St Matthew 11:20-24
Jesus has spent a considerable amount of time and energy in the cities of Chorazin and Bethsaida. These cities are North of the Sea of Galilee and about five miles from Capernaum where Jesus stays with His mother Mary in St Peter’s house. These two cities have been honoured more than others by Jesus’s presence there and the miracles and works carried out by Jesus.
Jesus criticises these cities for their lack of response to Him and insults them by saying that Tyre and Sidon, pagan cities, would have repented in sackcloth and ashes had they experienced and witnessed what took place in Chorazin and Bethsaida.
The city of Capernaum receives an even greater condemnation. This is where Jesus has made His home after leaving Nazareth. Jesus makes an astonishing statement that their guilt is even greater than the city of Sodom, which was totally destroyed by God (Genesis 19:24-25). Jesus is dismayed at their lack of gratitude and their refusal to convert and repent. Although these are all thriving cities in the worldly sense, they are spiritually inept and dead.
Jesus expects us to be grateful for the gifts of His sacraments, the blessings and graces that He shares with us. He also expects us to respond to Him and invite Him deeper into our lives and into our daily choices and decisions. The people of Chorazin, Bethsaida and Capernaum were indifferent to Jesus and did not avail themselves to what the Lord was offering them. Jesus calls us to Himself each day. Do we always respond?
St Clare of Assisi (1194-1253)
“We become what we love and who we love shapes what we become. If we love things, we become a thing. If we love nothing, we become nothing. Imitation is not a literal mimicking of Christ, rather it means becoming the image of the beloved, an image disclosed through transformation. This means we are to become vessels of God´s compassionate love for others.”

Prompt 1:
Quote the reflection on St Matthew 11:20-24 from "The city of Capernaum" to "we always respond?".
Prompt 2:
In the reflection on St Matthew 11:20-24, how far are Chorazin and Bethsaida from Capernaum?

Given information:
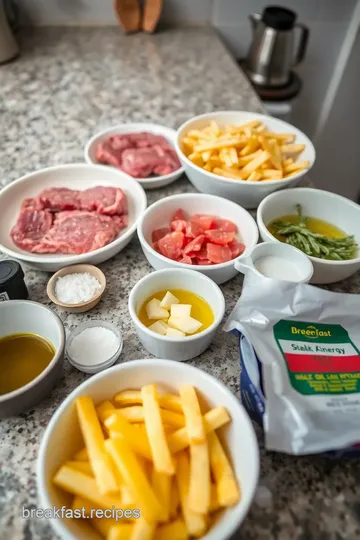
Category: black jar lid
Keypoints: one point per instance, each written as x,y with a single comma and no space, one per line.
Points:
12,285
279,18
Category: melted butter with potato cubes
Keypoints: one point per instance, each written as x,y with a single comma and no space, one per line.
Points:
200,309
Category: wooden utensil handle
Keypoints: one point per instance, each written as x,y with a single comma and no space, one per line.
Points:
128,14
151,16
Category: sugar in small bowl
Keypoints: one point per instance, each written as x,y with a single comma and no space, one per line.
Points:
77,288
94,346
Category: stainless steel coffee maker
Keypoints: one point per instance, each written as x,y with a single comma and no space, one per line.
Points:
272,53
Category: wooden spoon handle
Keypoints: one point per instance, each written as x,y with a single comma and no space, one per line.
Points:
152,12
128,14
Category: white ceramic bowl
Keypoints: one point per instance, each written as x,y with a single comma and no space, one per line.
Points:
25,317
171,347
330,207
248,194
159,214
147,183
302,273
73,176
62,437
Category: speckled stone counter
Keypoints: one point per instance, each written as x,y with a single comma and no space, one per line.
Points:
68,84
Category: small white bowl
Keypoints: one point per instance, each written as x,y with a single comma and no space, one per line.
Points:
62,436
73,176
103,363
152,182
283,252
159,214
179,349
316,203
248,194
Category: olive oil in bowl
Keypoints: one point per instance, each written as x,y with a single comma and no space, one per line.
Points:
22,358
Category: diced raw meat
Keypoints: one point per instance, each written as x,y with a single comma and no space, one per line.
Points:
185,260
225,225
204,221
193,229
171,245
76,232
32,202
30,228
60,199
194,245
120,222
106,200
218,237
236,248
159,233
218,254
178,225
179,214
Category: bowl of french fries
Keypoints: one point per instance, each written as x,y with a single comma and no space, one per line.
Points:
243,156
149,449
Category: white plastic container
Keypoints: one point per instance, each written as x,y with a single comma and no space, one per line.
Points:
104,362
62,437
172,347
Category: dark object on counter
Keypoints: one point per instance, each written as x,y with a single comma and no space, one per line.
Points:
271,55
12,284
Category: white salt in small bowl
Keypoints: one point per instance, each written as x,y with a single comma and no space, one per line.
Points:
103,362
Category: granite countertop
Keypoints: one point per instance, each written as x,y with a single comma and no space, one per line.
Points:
67,84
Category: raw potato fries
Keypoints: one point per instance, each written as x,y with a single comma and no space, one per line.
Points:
162,459
247,152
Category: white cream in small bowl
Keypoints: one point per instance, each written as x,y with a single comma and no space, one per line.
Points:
277,261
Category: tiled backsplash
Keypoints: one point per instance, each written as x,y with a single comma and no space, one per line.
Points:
327,20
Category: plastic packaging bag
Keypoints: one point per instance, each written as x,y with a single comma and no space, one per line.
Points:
305,375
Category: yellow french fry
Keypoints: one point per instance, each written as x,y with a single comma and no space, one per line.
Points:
81,455
83,466
136,414
192,412
199,487
142,530
120,531
195,522
228,491
153,416
104,409
255,163
172,531
161,484
134,478
81,484
296,167
137,440
174,499
94,441
213,419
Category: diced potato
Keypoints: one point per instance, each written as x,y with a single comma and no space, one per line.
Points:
172,332
189,325
168,300
181,310
155,311
159,327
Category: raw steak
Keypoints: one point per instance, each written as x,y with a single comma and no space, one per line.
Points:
104,200
59,199
76,232
32,225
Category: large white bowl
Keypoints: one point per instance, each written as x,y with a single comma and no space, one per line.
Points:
158,215
320,204
248,194
171,347
62,438
152,182
73,176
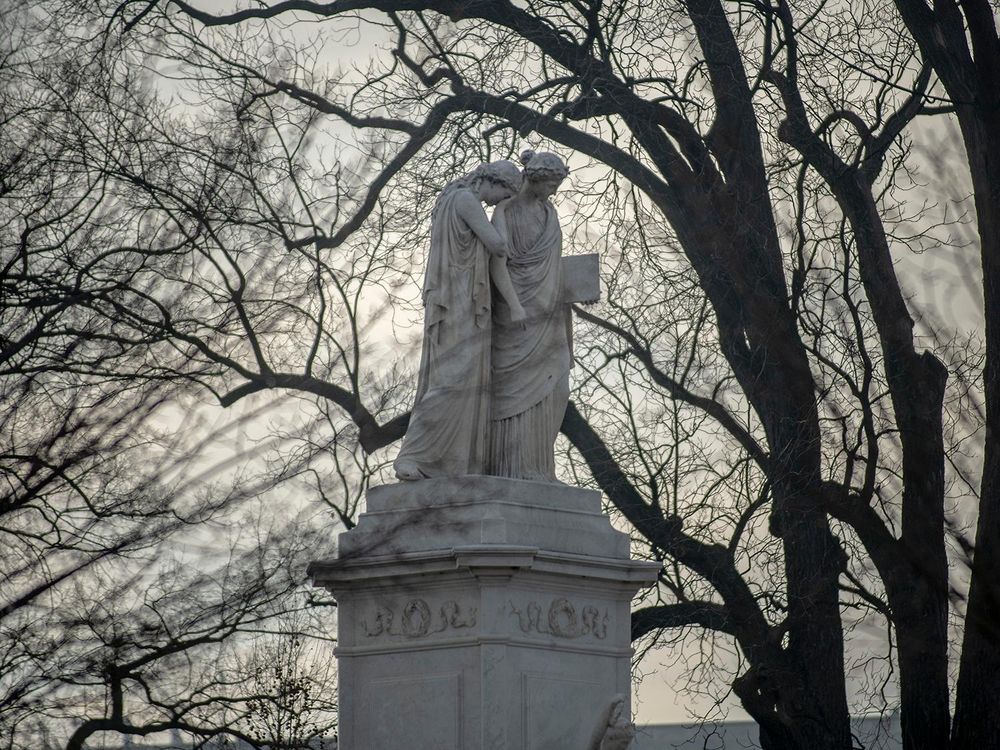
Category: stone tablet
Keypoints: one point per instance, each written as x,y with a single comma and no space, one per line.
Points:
581,278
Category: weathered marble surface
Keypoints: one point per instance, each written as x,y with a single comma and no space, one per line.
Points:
448,430
494,373
506,629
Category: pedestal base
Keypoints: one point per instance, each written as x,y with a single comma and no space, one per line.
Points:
486,645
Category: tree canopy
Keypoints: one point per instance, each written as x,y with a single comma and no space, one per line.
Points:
213,209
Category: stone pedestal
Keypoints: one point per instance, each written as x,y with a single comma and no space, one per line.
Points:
480,613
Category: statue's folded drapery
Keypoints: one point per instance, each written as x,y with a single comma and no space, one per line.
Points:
531,359
448,426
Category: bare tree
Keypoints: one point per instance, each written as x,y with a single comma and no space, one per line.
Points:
759,398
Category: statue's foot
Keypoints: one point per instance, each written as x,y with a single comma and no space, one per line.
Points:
407,470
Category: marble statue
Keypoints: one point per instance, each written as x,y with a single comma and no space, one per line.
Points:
614,731
449,425
531,358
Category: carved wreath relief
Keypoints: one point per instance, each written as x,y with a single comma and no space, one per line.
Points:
562,620
416,619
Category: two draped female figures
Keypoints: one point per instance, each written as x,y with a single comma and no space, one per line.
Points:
494,371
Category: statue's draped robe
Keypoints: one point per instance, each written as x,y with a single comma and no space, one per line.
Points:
531,359
448,430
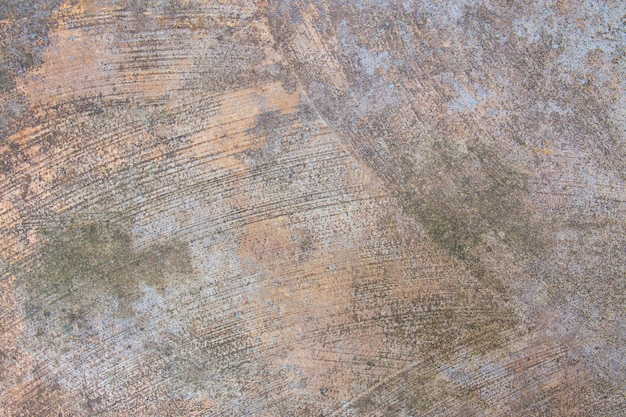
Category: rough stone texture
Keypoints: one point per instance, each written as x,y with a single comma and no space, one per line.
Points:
312,208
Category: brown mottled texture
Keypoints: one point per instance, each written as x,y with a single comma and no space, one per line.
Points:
312,208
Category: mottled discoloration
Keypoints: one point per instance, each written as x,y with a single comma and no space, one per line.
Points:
312,208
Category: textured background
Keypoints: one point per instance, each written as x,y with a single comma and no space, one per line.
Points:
312,208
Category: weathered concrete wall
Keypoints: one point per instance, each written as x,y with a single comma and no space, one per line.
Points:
312,208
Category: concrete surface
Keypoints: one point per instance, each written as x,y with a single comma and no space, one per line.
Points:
312,208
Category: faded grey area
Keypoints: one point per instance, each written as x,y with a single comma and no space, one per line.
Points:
313,208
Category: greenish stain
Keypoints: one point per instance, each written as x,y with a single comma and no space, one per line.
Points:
81,262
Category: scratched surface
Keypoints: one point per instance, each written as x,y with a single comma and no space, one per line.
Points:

Exercise solution 1:
The city of Capernaum receives an even greater condemnation. This is where Jesus has made His home after leaving Nazareth. Jesus makes an astonishing statement that their guilt is even greater than the city of Sodom, which was totally destroyed by God (Genesis 19:24-25). Jesus is dismayed at their lack of gratitude and their refusal to convert and repent. Although these are all thriving cities in the worldly sense, they are spiritually inept and dead.
Jesus expects us to be grateful for the gifts of His sacraments, the blessings and graces that He shares with us. He also expects us to respond to Him and invite Him deeper into our lives and into our daily choices and decisions. The people of Chorazin, Bethsaida and Capernaum were indifferent to Jesus and did not avail themselves to what the Lord was offering them. Jesus calls us to Himself each day. Do we always respond?

Exercise solution 2:
About five miles.